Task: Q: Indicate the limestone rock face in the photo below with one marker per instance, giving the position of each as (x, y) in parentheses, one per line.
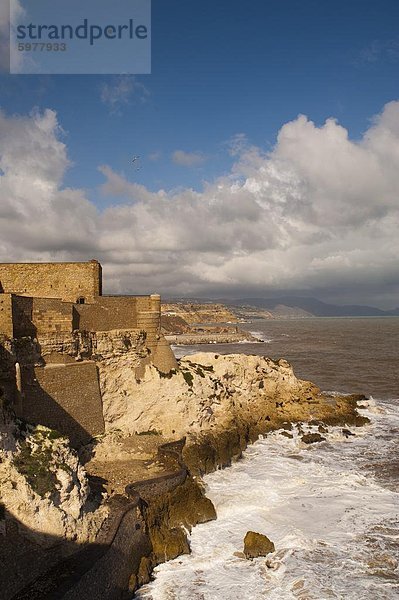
(219, 402)
(44, 487)
(257, 544)
(207, 391)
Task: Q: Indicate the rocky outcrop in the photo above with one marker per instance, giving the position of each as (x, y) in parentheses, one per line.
(44, 487)
(257, 544)
(220, 402)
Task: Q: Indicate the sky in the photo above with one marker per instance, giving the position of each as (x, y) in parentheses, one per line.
(268, 137)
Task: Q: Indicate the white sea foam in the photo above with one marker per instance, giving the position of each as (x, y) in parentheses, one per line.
(261, 336)
(334, 522)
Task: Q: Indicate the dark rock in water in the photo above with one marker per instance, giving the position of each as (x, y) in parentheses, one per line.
(257, 544)
(287, 426)
(312, 438)
(347, 432)
(360, 421)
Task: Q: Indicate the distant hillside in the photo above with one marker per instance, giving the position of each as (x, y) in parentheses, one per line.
(196, 312)
(313, 307)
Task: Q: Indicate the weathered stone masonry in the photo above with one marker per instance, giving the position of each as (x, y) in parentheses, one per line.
(56, 327)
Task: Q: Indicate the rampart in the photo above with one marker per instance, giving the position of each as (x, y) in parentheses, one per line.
(57, 328)
(69, 281)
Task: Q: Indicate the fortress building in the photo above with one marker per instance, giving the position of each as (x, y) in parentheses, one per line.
(57, 331)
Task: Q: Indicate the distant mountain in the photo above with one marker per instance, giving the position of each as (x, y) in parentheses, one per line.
(314, 307)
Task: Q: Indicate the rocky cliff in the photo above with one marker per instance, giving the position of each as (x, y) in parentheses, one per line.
(219, 402)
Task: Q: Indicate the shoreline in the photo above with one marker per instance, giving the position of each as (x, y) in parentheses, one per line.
(156, 513)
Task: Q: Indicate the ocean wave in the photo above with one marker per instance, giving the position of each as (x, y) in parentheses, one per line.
(333, 519)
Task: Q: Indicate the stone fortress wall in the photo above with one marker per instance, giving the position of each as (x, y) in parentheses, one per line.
(68, 281)
(56, 328)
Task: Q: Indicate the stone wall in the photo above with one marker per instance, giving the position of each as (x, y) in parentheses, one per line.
(108, 313)
(64, 397)
(68, 281)
(6, 324)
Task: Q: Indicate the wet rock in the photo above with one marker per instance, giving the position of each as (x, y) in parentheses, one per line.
(287, 426)
(257, 544)
(347, 432)
(312, 438)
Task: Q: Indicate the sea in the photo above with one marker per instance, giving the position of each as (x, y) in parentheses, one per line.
(331, 508)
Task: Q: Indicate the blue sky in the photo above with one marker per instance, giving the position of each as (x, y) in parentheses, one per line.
(221, 70)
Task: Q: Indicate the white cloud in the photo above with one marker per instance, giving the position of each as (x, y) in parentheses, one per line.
(120, 91)
(188, 159)
(319, 211)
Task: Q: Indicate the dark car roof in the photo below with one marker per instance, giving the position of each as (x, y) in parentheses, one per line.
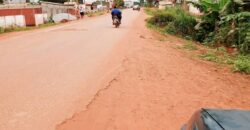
(231, 119)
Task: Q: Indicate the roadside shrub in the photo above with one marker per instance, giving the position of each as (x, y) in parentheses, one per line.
(161, 18)
(174, 20)
(183, 25)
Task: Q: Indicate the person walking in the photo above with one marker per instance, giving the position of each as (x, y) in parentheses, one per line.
(81, 12)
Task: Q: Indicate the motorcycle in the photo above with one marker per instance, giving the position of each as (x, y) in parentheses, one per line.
(116, 22)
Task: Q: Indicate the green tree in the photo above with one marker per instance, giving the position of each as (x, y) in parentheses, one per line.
(57, 1)
(119, 3)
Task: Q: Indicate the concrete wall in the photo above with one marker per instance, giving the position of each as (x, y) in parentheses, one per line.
(28, 13)
(17, 20)
(55, 8)
(41, 19)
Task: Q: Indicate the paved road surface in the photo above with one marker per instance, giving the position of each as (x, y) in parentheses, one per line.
(49, 74)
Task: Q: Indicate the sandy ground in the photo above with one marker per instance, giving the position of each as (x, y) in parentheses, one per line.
(49, 74)
(158, 87)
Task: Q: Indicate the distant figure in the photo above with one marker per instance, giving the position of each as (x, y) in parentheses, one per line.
(116, 12)
(81, 12)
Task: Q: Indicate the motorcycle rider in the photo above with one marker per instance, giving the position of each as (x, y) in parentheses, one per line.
(116, 12)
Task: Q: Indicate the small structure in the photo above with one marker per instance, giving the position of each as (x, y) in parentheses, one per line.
(165, 3)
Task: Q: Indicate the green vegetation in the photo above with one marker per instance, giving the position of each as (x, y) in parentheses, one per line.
(173, 20)
(190, 46)
(242, 64)
(224, 25)
(119, 3)
(98, 13)
(15, 29)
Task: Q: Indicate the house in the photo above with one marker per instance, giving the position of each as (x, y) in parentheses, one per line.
(14, 1)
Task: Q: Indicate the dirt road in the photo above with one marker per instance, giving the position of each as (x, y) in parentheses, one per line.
(47, 75)
(159, 87)
(75, 77)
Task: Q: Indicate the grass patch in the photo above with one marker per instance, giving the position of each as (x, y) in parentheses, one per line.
(98, 13)
(150, 11)
(209, 57)
(242, 64)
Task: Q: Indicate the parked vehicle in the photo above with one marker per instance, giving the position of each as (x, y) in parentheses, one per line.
(116, 22)
(136, 7)
(217, 119)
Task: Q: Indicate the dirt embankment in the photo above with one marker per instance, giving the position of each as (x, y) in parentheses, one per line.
(158, 88)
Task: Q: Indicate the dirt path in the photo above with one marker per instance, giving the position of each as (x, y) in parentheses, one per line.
(158, 88)
(47, 75)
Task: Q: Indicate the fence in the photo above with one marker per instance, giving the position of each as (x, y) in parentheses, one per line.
(17, 20)
(56, 8)
(28, 13)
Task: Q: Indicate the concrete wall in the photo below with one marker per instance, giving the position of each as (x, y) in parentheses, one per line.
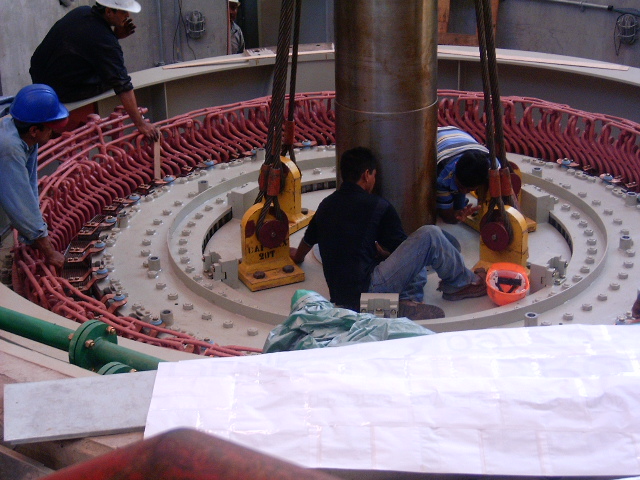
(534, 25)
(26, 22)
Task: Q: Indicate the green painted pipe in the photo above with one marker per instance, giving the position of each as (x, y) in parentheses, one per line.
(104, 352)
(98, 354)
(35, 329)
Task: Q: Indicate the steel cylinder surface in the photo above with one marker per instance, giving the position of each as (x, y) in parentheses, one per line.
(386, 96)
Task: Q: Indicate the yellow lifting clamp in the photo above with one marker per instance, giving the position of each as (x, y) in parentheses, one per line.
(494, 240)
(504, 232)
(265, 251)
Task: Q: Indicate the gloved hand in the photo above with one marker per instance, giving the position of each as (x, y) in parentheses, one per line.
(125, 30)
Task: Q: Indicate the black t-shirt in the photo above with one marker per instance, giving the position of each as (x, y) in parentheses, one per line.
(80, 57)
(346, 226)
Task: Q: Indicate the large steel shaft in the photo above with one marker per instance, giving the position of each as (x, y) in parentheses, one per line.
(386, 96)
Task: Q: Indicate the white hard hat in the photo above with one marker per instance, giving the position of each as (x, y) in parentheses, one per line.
(128, 5)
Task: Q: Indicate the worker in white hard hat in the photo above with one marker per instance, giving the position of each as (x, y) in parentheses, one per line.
(34, 114)
(236, 38)
(81, 56)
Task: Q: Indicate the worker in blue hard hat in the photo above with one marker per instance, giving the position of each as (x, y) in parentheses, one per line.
(34, 114)
(81, 57)
(462, 167)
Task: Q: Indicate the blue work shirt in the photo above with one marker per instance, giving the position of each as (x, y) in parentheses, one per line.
(347, 225)
(19, 183)
(452, 143)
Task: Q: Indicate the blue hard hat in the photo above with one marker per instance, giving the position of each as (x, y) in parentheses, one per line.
(37, 103)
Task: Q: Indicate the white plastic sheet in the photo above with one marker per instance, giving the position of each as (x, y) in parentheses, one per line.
(560, 400)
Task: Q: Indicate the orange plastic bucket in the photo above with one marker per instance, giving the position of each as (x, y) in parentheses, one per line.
(507, 282)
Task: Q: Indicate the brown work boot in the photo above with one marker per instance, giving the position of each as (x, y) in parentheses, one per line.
(477, 288)
(419, 311)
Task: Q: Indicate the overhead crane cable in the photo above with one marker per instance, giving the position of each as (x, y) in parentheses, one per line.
(270, 174)
(496, 208)
(496, 104)
(289, 134)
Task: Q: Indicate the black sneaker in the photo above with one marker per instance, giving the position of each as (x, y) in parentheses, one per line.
(478, 288)
(419, 311)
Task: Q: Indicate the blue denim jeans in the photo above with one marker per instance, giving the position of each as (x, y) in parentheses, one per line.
(404, 271)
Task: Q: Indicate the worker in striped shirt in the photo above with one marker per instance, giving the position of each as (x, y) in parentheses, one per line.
(462, 166)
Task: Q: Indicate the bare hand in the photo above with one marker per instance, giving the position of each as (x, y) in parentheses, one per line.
(123, 31)
(461, 215)
(149, 131)
(382, 253)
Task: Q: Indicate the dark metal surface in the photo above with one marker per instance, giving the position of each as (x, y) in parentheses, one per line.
(386, 98)
(186, 454)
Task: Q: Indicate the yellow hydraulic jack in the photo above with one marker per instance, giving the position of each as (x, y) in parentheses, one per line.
(497, 244)
(265, 233)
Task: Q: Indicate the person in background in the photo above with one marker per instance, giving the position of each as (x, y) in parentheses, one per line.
(34, 114)
(236, 38)
(462, 167)
(365, 249)
(81, 57)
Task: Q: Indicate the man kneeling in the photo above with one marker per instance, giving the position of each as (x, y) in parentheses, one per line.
(365, 249)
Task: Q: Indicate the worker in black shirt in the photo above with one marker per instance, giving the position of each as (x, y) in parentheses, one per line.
(364, 248)
(81, 57)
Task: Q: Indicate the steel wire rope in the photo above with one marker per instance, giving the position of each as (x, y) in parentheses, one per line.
(496, 203)
(289, 140)
(276, 118)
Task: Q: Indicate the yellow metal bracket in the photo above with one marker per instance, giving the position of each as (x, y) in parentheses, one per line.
(265, 254)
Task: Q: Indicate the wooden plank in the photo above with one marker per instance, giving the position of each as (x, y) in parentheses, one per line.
(550, 61)
(222, 61)
(77, 407)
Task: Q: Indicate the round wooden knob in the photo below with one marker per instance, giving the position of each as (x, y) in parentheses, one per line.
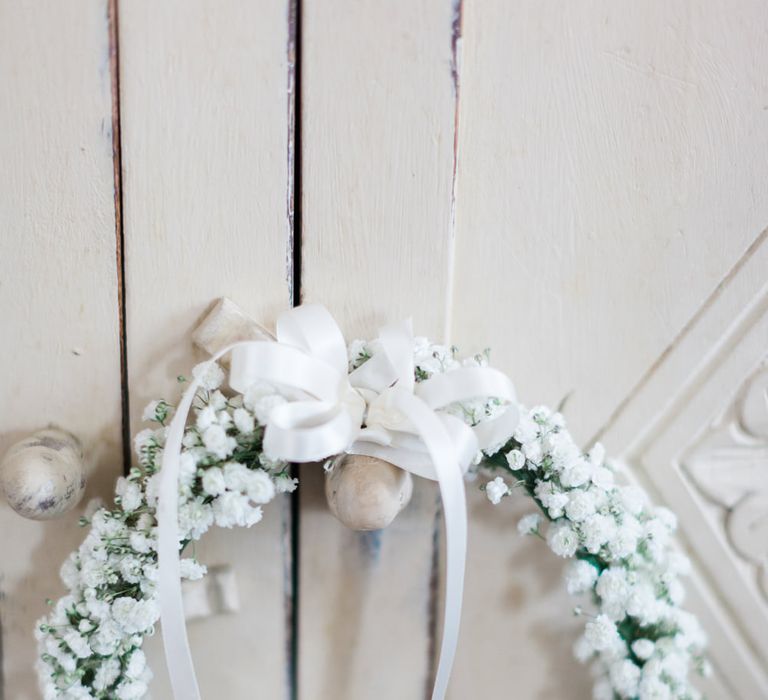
(366, 493)
(43, 476)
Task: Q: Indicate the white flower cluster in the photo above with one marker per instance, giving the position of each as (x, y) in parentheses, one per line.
(90, 642)
(640, 642)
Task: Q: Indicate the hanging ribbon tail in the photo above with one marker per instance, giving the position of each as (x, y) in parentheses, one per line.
(178, 657)
(437, 440)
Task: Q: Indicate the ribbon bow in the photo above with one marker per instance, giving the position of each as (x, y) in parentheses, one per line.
(377, 410)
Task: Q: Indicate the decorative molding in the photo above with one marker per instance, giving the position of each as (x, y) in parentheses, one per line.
(729, 467)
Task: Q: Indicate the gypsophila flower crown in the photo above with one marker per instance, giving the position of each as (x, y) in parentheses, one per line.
(302, 395)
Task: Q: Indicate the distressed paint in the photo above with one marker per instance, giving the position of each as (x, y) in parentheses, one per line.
(205, 176)
(611, 176)
(378, 105)
(58, 291)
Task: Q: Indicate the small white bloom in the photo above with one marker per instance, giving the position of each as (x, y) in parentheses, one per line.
(515, 459)
(195, 517)
(69, 572)
(582, 650)
(529, 524)
(217, 442)
(562, 540)
(140, 542)
(209, 374)
(135, 616)
(667, 517)
(580, 576)
(596, 530)
(129, 493)
(597, 454)
(232, 509)
(577, 474)
(78, 644)
(527, 430)
(213, 481)
(106, 674)
(625, 678)
(219, 403)
(285, 484)
(155, 411)
(259, 486)
(206, 417)
(192, 570)
(533, 452)
(643, 604)
(625, 539)
(496, 490)
(614, 589)
(137, 662)
(357, 352)
(602, 690)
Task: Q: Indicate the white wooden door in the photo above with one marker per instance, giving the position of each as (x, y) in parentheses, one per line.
(580, 187)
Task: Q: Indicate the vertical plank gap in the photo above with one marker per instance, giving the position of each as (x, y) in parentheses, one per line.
(435, 588)
(293, 203)
(117, 162)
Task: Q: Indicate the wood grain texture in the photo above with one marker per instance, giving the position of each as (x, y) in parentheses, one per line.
(204, 89)
(610, 177)
(377, 134)
(611, 174)
(58, 286)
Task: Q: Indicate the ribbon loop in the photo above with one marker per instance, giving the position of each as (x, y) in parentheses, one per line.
(378, 410)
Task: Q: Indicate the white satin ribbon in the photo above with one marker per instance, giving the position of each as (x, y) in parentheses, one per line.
(377, 410)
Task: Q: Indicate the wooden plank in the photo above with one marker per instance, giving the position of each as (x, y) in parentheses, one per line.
(204, 96)
(58, 286)
(612, 161)
(378, 106)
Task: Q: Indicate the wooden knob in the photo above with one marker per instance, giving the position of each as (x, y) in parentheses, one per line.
(43, 476)
(366, 493)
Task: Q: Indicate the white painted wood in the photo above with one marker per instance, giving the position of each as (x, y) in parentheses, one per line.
(610, 176)
(366, 493)
(204, 97)
(377, 135)
(58, 286)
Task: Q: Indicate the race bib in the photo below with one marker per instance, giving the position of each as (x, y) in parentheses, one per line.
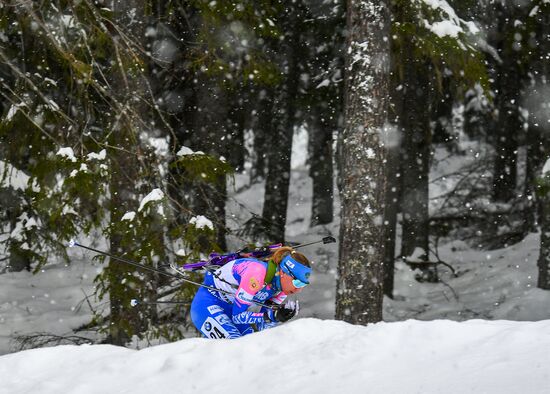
(212, 329)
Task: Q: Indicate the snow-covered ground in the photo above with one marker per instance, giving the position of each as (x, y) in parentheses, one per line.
(313, 353)
(306, 356)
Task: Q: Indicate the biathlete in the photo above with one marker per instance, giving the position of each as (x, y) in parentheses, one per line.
(220, 315)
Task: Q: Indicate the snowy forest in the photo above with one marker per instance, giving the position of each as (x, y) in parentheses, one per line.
(416, 133)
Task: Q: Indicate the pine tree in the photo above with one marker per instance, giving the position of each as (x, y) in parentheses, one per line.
(360, 269)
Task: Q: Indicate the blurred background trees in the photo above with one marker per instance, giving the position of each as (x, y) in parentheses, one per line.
(123, 120)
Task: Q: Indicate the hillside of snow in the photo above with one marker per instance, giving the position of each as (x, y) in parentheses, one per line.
(492, 285)
(305, 356)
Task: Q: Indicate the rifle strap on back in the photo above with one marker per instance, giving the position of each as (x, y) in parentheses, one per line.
(271, 270)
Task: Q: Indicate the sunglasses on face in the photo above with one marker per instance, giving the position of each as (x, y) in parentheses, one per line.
(295, 281)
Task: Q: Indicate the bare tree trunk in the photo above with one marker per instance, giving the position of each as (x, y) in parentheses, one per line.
(360, 270)
(280, 149)
(125, 320)
(543, 281)
(321, 169)
(508, 125)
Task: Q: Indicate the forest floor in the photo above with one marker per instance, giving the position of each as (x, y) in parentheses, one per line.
(306, 356)
(496, 284)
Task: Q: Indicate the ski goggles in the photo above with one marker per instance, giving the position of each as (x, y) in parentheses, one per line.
(299, 272)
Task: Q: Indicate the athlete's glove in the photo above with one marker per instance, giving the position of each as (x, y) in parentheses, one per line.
(281, 315)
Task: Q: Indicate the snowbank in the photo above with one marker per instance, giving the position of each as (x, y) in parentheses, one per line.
(305, 356)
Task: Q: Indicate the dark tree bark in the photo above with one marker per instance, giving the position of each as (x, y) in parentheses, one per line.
(543, 280)
(263, 128)
(360, 270)
(321, 166)
(210, 132)
(415, 123)
(508, 125)
(125, 320)
(280, 143)
(541, 125)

AIM OF THE EXERCISE :: Please repeat the records starting at the line containing "Task: Q: Indicate the athlete's" and ending with the final line of the records, substituting "snowdrift" for "snowbank" and leaving everything else unchanged.

TASK OUTPUT ::
Task: Q: Indicate the athlete's glove in the photo above with one marker per instance, giving the position of each as (x, y) in parentheses, one per line.
(281, 315)
Task: Q: Indicate the snowdrift in the photo above with one marker per instance, giving the position of each as (x, y) in parentheses, one per line.
(305, 356)
Task: Q: Indicate the dark tree bark in the photo above with one marker per instance, giving the position of each as (x, y) in parentheses, one per line.
(543, 280)
(263, 128)
(360, 270)
(321, 166)
(210, 132)
(415, 123)
(508, 125)
(125, 320)
(280, 143)
(541, 125)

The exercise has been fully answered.